* DESCRIPTION OF THE TASK
Add 95 to every bounding-box coordinate in the answers of the listing below, from its first line through the line containing "215, 392, 257]]", inclusive, and write all those lines out again with the requests included. Leave the numbers in the requests and their format samples unchanged, and omit the pictures.

* AVAILABLE DATA
▬▬▬

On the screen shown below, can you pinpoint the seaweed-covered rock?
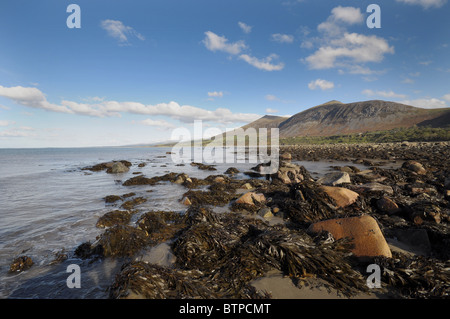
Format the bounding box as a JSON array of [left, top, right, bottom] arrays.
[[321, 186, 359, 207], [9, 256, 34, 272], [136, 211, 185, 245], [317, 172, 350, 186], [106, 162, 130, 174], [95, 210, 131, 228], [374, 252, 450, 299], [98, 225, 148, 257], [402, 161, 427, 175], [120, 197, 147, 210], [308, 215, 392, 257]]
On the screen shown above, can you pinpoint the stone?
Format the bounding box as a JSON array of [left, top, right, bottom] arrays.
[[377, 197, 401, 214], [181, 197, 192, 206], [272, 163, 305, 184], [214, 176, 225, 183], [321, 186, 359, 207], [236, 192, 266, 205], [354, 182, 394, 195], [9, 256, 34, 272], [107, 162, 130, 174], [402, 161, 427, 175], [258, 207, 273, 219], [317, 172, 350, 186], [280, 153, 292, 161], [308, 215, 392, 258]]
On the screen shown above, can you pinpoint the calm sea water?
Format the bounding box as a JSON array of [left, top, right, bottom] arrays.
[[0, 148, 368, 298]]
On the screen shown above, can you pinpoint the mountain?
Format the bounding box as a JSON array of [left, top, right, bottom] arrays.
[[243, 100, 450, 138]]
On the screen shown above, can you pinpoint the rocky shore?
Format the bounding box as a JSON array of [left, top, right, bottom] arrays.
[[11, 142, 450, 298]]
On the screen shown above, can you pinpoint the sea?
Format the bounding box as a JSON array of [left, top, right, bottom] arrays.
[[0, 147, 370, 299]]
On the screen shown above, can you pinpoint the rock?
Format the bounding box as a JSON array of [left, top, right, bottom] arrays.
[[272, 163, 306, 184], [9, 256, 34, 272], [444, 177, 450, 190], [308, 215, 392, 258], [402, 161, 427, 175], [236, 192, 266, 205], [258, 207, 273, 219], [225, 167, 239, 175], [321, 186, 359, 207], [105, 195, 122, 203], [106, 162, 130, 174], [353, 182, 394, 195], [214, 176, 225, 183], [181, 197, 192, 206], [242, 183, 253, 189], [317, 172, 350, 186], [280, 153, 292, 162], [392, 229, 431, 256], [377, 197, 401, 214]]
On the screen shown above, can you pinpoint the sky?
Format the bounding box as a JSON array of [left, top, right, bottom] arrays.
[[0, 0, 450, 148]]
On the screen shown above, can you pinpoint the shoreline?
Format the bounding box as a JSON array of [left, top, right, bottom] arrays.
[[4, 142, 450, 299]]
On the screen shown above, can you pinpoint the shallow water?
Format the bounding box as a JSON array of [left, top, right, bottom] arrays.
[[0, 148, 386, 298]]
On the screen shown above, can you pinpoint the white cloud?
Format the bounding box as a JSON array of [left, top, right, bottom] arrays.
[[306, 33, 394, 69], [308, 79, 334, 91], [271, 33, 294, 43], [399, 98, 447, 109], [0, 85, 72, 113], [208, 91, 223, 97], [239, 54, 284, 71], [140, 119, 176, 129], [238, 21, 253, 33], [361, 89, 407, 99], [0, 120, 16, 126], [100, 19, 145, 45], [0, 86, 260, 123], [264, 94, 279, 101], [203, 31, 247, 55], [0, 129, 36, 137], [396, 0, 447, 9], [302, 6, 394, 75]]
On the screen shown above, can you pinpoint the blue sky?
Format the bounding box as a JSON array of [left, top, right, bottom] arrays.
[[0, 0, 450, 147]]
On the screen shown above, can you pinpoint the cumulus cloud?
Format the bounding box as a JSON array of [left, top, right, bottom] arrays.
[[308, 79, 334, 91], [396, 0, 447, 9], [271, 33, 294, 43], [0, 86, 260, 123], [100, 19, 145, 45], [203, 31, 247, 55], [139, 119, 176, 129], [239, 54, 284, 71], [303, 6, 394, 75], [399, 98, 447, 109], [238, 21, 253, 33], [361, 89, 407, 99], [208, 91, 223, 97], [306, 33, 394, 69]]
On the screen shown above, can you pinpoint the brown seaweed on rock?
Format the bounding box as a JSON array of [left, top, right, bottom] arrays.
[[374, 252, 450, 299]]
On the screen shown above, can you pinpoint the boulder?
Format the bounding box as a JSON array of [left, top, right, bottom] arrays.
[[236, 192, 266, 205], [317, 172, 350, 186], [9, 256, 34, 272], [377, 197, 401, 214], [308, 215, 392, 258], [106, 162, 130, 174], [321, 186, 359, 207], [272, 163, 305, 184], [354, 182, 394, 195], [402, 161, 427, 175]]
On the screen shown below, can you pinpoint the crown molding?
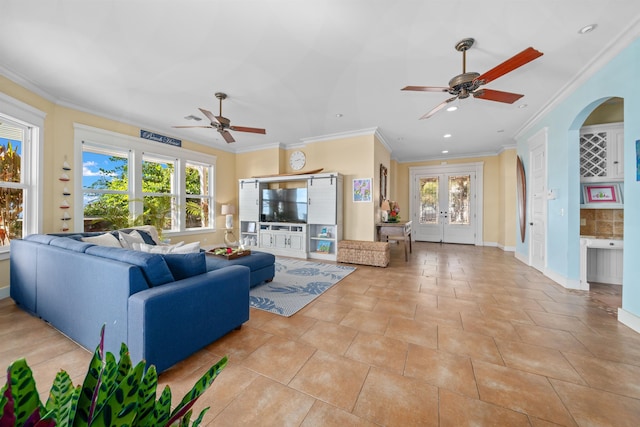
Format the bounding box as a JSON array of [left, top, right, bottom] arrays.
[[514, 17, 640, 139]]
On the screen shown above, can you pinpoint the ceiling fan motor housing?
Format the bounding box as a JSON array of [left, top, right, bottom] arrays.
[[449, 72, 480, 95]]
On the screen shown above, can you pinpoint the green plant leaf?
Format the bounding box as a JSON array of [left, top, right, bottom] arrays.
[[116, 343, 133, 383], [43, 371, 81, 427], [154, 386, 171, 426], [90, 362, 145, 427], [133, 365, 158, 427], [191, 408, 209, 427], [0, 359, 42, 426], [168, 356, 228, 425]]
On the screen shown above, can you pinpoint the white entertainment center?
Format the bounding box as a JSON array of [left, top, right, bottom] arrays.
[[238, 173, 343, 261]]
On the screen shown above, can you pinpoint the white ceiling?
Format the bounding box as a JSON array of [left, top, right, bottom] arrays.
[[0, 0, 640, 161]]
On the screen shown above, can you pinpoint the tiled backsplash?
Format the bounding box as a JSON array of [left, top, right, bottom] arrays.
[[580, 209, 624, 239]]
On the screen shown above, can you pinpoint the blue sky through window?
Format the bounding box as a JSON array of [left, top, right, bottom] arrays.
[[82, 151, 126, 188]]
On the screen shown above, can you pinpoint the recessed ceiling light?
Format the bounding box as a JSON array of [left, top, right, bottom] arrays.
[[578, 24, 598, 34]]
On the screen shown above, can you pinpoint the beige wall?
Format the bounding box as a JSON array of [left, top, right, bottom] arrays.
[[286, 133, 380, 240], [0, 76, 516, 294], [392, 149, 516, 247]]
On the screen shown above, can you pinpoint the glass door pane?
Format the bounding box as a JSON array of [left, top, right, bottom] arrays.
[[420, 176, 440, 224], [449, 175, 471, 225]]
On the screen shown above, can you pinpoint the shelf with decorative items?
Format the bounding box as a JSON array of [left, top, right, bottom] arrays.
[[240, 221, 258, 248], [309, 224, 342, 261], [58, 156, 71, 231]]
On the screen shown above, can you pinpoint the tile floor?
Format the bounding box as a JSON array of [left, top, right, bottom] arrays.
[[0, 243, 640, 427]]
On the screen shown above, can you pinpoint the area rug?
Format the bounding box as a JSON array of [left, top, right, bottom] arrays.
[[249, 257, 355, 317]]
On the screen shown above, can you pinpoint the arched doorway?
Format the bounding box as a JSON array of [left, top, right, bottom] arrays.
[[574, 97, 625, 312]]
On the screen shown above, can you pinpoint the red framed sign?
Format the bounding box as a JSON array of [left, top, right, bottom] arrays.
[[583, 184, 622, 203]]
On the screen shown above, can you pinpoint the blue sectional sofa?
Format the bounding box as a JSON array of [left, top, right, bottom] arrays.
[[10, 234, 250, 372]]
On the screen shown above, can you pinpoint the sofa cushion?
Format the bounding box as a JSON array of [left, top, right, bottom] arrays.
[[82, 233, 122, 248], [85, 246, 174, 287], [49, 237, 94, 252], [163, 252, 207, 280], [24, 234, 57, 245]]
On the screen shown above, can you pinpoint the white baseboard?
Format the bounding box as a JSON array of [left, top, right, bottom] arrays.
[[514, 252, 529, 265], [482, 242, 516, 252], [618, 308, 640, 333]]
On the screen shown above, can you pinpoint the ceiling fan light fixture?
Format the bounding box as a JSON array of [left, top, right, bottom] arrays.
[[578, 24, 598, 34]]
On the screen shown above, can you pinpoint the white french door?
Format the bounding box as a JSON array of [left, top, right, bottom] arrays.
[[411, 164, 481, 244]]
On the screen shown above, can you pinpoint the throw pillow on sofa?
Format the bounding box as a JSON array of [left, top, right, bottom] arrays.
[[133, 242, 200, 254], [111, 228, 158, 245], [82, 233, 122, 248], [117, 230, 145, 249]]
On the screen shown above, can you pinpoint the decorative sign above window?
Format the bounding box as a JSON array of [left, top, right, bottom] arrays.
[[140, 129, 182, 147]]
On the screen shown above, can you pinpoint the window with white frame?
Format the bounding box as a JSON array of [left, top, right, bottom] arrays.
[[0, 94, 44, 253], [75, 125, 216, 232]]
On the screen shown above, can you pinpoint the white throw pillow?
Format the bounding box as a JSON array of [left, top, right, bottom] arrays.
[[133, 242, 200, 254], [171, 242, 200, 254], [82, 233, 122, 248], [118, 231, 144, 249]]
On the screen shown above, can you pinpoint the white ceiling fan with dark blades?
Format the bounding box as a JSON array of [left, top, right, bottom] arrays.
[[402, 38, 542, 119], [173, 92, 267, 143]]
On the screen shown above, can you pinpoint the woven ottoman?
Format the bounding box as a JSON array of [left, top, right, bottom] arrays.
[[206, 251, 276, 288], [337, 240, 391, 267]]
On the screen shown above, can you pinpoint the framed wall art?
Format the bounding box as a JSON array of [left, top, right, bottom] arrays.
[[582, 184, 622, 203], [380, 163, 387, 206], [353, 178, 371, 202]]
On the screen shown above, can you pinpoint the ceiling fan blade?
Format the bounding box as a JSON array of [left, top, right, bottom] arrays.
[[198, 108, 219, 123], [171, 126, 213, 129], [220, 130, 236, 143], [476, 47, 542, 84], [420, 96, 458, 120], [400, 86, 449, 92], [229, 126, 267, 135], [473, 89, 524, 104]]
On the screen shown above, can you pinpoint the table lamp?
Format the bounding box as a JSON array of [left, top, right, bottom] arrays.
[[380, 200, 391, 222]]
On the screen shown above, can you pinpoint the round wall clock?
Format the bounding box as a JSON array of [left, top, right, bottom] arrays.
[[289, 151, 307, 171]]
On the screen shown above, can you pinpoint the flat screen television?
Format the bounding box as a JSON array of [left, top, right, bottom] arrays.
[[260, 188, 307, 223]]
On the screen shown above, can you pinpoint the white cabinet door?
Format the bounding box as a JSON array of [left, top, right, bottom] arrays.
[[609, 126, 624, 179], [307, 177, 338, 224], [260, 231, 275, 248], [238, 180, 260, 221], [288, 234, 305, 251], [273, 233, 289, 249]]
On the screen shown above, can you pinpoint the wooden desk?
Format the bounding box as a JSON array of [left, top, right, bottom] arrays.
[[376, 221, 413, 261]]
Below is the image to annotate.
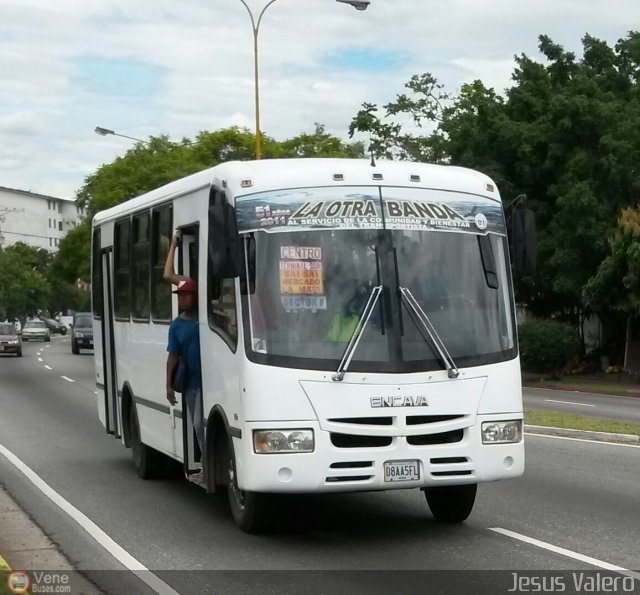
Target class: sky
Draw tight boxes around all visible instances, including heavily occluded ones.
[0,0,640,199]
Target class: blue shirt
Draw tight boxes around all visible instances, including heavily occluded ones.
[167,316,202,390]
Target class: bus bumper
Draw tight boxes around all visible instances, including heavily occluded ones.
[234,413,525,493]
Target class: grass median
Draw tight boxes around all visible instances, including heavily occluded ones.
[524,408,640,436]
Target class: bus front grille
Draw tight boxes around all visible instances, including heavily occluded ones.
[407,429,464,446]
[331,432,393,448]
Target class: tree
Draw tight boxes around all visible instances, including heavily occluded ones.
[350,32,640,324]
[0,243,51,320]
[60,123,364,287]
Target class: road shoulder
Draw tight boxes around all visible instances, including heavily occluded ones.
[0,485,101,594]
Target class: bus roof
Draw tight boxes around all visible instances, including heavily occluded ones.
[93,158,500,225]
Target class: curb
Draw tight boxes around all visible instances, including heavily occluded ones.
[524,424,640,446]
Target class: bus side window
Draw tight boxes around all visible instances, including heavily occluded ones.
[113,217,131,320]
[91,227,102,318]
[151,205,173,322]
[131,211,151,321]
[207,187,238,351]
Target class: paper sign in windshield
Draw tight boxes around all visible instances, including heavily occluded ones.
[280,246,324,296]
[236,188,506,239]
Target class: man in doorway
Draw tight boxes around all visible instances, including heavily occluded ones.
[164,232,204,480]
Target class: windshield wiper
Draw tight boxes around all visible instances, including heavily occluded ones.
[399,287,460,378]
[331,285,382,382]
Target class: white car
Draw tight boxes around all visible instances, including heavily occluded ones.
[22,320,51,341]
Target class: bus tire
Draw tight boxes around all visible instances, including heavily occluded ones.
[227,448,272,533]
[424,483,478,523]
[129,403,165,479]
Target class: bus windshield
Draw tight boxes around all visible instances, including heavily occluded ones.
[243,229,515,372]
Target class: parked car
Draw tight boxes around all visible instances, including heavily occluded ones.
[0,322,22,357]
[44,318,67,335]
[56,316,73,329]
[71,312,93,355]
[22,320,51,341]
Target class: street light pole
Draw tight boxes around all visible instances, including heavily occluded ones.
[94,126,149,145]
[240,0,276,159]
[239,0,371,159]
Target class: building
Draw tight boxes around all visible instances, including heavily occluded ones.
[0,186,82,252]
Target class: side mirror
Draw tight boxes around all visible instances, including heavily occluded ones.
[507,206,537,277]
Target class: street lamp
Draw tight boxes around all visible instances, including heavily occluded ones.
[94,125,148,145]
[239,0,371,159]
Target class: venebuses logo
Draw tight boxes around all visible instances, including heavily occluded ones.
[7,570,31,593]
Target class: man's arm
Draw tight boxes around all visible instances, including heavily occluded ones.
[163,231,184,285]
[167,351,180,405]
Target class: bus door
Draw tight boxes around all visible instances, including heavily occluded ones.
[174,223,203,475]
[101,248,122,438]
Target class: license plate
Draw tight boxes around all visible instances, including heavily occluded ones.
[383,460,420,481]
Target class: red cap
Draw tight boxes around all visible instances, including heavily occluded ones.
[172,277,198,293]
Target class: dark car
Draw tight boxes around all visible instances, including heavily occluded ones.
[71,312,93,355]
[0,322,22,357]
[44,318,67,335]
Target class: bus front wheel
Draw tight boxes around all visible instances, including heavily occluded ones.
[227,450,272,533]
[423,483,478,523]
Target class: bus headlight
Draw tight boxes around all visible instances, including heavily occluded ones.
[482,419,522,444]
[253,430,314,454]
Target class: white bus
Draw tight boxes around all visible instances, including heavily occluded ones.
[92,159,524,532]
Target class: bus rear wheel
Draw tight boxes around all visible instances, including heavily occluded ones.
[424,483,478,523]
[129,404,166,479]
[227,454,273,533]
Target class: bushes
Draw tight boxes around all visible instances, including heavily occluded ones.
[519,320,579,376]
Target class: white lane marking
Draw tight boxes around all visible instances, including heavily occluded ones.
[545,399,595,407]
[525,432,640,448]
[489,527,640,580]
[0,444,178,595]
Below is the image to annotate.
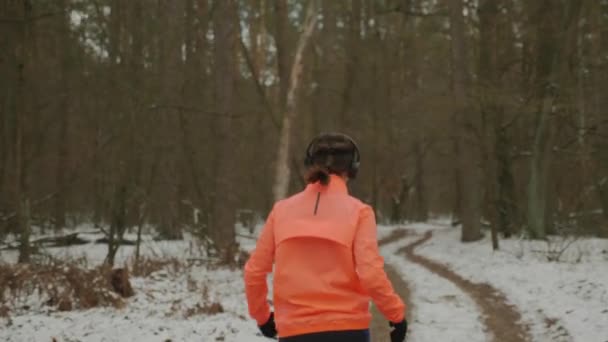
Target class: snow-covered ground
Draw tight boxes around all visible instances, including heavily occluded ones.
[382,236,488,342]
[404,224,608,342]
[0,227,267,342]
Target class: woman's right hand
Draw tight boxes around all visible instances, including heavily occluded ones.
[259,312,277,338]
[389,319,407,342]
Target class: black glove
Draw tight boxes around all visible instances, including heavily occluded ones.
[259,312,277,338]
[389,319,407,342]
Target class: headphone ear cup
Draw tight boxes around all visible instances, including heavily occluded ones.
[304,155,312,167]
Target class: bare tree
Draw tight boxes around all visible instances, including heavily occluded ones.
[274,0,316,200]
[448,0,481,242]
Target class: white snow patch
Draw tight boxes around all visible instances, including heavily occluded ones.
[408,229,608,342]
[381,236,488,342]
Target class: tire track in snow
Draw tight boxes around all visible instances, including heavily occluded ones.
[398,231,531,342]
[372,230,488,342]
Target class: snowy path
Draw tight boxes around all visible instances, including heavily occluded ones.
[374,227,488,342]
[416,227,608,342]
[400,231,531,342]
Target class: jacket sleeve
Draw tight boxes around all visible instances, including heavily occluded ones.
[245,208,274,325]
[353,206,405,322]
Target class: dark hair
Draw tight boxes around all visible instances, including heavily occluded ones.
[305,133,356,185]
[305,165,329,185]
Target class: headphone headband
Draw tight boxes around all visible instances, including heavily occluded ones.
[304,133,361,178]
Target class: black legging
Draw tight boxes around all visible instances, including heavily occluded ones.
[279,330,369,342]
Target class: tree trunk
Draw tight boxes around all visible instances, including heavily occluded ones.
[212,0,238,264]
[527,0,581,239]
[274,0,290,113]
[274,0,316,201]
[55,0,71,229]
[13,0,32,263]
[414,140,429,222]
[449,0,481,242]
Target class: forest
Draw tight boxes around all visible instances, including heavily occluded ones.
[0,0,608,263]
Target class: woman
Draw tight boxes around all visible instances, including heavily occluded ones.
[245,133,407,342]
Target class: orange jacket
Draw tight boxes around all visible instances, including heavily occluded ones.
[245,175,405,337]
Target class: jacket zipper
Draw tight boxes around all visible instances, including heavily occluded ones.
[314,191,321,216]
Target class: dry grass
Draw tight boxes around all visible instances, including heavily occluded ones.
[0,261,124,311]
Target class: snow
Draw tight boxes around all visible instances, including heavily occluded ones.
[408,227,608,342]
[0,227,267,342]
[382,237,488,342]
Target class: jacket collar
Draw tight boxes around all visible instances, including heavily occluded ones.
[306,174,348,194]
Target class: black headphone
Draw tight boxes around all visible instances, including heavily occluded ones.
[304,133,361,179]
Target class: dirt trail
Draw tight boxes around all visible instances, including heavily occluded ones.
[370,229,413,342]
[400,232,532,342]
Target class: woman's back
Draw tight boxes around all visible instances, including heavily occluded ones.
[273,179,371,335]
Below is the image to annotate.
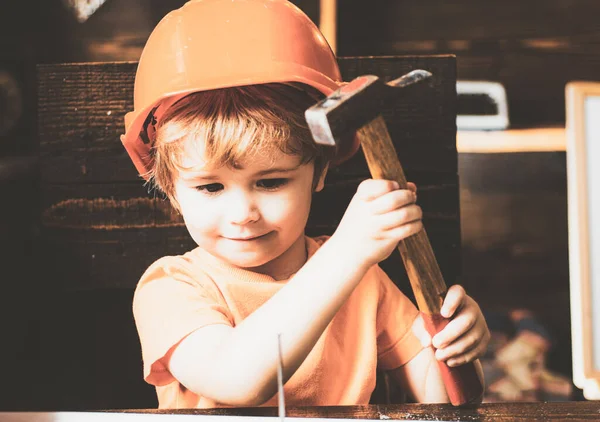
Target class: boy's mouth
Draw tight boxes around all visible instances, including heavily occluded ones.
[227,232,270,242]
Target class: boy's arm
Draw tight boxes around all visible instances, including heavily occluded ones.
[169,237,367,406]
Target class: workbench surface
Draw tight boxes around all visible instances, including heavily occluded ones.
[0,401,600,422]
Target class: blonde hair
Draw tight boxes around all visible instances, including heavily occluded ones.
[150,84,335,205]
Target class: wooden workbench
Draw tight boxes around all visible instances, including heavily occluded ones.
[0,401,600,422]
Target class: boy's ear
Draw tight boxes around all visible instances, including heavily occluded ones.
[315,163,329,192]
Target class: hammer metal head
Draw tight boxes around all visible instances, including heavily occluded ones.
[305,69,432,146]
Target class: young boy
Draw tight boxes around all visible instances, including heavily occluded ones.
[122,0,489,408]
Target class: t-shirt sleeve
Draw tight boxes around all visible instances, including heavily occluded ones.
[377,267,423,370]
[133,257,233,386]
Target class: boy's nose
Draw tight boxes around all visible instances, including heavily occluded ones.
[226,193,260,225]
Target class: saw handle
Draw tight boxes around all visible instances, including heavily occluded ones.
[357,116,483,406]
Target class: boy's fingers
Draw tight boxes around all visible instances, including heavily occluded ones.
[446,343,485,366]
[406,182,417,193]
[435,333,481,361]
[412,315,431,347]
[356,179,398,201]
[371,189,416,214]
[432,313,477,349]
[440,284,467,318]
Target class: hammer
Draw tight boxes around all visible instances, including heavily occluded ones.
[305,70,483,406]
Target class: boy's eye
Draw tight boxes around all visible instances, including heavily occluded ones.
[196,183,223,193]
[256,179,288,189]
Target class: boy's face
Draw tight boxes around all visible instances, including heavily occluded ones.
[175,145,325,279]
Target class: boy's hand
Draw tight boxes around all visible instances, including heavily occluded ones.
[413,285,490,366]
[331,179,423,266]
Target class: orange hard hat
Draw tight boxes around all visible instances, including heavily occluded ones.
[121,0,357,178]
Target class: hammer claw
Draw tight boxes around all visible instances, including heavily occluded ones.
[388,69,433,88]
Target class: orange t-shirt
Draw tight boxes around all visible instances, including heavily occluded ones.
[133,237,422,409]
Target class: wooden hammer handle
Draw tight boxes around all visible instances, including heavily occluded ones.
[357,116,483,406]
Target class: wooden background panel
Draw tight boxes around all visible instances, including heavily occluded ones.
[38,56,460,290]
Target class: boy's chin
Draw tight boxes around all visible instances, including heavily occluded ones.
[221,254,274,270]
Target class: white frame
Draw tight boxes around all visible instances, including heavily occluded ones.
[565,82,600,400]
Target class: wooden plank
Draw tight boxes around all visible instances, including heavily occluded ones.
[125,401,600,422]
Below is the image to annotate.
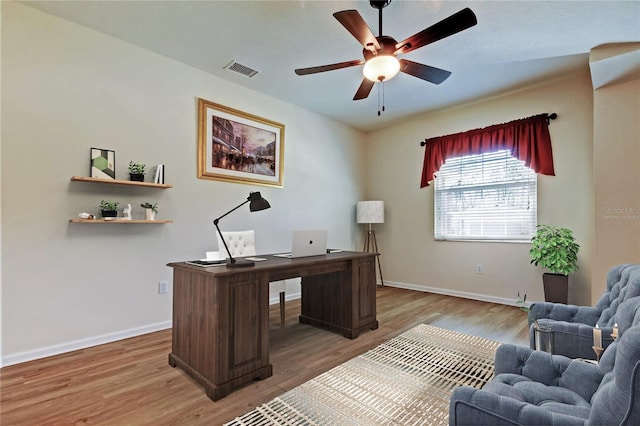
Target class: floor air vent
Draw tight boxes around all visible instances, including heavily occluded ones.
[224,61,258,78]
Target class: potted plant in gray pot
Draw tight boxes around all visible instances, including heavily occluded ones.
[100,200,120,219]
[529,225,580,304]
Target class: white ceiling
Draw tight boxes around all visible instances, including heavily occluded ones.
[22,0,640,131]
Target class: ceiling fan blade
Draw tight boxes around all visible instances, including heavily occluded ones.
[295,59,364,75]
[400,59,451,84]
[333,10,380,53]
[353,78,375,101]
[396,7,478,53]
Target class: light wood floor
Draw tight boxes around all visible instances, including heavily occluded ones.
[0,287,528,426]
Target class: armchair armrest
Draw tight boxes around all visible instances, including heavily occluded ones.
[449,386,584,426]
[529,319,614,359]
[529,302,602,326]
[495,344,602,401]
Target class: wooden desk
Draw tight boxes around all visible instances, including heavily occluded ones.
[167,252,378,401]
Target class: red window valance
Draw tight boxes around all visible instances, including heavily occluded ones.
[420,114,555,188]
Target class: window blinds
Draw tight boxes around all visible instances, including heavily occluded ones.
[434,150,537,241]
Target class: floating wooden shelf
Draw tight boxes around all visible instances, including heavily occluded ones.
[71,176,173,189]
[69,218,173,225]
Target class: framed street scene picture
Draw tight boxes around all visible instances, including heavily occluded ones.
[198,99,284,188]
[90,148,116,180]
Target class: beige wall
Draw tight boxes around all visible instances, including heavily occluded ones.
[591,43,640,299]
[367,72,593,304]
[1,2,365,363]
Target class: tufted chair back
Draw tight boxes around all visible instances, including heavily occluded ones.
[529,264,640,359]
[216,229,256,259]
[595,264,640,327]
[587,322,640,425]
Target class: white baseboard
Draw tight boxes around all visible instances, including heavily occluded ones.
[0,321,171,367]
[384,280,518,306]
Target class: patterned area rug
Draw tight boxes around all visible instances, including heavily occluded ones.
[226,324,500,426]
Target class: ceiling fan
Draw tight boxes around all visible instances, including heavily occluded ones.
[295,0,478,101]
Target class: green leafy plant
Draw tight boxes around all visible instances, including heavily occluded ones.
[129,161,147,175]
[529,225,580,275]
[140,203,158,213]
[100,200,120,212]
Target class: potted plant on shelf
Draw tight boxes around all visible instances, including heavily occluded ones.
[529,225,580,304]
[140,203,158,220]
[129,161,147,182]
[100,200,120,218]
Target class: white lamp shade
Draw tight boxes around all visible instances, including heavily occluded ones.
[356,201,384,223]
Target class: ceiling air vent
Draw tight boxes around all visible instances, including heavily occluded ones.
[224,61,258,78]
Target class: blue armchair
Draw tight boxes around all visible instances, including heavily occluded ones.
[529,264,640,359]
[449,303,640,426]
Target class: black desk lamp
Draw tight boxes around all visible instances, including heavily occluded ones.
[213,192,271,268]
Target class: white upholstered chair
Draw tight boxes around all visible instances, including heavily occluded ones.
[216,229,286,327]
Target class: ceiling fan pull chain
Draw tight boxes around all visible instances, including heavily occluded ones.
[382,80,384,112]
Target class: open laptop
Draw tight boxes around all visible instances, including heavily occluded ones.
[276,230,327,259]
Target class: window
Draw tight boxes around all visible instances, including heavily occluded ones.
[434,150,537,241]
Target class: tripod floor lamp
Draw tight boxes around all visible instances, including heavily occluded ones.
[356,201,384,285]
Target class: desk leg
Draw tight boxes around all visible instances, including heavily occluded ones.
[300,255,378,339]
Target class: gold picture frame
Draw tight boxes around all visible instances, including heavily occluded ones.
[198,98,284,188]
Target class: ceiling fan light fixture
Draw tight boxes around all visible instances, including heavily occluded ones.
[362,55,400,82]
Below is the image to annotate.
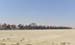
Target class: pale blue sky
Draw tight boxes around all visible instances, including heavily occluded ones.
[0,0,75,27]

▬▬▬

* ANSWER TO THIS PROBLEM
On the screen shown below, can you pinpoint the seaweed-covered rock?
Format the bounding box as a JSON array of [left, top, right, bottom] arrays.
[[416, 281, 454, 302], [104, 351, 129, 367], [231, 306, 280, 340], [412, 267, 445, 281], [201, 257, 225, 269], [190, 305, 226, 323], [469, 347, 545, 394], [193, 320, 243, 352], [497, 256, 522, 270], [215, 292, 242, 305], [403, 310, 487, 352]]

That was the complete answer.